Directions for this task
Exactly and only the lines from the one with "of the night" through the end of the listing are to be transcribed, both ends included.
▼
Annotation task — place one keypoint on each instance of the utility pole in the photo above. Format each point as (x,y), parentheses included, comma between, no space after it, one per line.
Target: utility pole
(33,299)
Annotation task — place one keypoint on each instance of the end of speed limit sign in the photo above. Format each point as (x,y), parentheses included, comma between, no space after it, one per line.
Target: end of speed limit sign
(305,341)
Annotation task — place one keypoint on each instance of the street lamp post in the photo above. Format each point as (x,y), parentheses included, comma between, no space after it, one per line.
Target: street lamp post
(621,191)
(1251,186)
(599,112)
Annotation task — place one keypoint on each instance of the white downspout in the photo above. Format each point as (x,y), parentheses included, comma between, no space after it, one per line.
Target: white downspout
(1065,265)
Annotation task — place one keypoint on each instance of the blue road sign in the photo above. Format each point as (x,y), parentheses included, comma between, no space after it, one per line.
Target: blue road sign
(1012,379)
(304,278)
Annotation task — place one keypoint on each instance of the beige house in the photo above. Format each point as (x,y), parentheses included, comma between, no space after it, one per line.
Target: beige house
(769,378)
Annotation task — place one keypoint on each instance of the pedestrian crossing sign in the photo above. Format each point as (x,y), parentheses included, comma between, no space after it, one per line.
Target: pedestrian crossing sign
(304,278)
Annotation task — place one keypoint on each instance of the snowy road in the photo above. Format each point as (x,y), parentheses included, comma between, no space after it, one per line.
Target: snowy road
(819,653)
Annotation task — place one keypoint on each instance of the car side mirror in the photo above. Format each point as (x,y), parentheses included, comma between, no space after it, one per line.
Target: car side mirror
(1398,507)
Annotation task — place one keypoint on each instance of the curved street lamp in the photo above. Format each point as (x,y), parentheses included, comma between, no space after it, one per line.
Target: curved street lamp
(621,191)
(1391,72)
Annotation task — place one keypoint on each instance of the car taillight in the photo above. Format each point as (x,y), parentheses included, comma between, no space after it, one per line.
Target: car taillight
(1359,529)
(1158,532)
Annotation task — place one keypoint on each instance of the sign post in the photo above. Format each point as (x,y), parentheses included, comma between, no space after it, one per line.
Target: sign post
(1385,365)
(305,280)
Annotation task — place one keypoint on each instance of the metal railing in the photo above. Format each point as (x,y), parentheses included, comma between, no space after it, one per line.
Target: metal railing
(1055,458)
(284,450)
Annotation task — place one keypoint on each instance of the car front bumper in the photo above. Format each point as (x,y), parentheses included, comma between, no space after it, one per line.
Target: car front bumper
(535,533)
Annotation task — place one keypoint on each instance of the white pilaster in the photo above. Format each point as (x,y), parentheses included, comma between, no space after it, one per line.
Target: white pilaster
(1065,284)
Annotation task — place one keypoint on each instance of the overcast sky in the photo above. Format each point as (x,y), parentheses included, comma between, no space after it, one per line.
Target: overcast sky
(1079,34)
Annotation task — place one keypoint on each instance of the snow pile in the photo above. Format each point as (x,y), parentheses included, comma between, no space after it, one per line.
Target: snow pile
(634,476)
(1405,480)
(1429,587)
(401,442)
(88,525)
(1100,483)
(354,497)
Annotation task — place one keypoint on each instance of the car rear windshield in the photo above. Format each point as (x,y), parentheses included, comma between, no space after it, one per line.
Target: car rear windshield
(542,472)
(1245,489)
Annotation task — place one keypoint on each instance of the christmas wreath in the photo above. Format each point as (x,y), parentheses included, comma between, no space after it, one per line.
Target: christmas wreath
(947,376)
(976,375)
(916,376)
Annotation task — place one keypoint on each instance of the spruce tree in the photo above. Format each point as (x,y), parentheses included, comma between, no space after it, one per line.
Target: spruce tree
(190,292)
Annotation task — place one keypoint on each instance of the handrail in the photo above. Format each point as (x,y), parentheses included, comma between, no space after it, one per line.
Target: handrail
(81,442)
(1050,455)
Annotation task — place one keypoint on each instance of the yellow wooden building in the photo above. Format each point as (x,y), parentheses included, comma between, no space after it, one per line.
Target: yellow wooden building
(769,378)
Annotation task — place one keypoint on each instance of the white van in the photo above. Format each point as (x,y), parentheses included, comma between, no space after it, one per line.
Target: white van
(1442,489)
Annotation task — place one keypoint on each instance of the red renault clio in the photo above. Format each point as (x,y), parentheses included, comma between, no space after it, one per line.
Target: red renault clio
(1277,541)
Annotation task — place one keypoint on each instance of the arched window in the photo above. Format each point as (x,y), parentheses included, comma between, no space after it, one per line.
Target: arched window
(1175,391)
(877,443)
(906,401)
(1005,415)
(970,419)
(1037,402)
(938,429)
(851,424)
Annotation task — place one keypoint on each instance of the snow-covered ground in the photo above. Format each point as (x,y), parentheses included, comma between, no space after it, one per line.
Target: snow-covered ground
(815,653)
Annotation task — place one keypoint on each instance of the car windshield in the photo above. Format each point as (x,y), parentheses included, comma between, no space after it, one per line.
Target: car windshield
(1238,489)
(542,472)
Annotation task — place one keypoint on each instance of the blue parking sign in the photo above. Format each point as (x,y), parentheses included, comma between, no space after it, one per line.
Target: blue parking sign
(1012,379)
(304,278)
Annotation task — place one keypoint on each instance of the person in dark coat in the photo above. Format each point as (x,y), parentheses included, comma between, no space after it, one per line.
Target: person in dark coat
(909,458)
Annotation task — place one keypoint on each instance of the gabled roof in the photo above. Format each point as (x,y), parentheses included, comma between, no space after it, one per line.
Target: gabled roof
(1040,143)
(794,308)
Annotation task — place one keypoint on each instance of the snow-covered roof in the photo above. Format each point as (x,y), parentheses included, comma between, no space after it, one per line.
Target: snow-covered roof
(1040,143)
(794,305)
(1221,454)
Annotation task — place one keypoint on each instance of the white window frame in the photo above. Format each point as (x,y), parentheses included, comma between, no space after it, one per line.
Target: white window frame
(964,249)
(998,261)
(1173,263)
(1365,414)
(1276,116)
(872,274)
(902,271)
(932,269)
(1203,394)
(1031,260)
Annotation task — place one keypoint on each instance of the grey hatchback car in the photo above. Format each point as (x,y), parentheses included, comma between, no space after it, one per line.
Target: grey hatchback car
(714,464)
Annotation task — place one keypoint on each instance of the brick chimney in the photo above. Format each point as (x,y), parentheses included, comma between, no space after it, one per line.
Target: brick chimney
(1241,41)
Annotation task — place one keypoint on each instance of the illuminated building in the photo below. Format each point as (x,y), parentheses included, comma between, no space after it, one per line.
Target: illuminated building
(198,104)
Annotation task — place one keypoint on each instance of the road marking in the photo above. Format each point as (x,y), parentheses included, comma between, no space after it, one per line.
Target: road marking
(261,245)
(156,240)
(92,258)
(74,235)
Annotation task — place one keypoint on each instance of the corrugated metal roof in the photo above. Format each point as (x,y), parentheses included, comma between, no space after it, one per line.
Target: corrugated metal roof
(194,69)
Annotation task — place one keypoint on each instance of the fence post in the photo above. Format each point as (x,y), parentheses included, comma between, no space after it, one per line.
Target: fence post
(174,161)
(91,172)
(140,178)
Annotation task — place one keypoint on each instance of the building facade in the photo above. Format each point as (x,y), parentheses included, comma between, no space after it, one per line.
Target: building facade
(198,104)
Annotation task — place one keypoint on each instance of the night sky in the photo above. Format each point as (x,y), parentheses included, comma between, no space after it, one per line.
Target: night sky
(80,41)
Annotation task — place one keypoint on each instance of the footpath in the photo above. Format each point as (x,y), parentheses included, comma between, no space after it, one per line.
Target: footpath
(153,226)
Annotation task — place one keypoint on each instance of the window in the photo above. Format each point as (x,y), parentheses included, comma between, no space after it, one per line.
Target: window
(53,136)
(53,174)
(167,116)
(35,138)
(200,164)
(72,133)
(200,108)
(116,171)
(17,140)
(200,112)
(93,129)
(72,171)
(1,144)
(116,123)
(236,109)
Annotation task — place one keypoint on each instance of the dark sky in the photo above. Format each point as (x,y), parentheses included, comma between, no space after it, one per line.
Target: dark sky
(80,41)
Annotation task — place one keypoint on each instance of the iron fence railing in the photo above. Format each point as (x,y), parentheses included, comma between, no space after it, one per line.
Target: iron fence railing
▲
Written solution
Annotation task — place one keypoint on each instance of the night sky in the photo above. Format each point as (x,y), parentheses included, comma between, no space after it, one per line.
Target: night sky
(80,41)
Annotation task — place one keypoint on each instance of the footpath in the photo above. Format each point as (x,y), parentheses included, comma between, no space after it, one per line.
Target: footpath
(153,226)
Annotation task — place one keypoint on each instance of the window in the photo above. Format each point as (x,y), parentheses included, comma between, no space after it, one per line.
Target: window
(53,136)
(53,174)
(167,116)
(35,138)
(200,164)
(72,133)
(200,108)
(116,171)
(17,140)
(200,112)
(93,129)
(72,171)
(1,144)
(116,123)
(236,109)
Annotation task — place one keypoint on each instance of the dark sky in the photo above. Format each point as (x,y), parentheses included, comma between, no space after it, one per line.
Target: dark sky
(80,41)
Annotation task — place one keypoint on each instance of the iron fence railing in the photo above. Format each point as (x,y), parentheses included, comma between, no space after it, one per line.
Target: iron fence railing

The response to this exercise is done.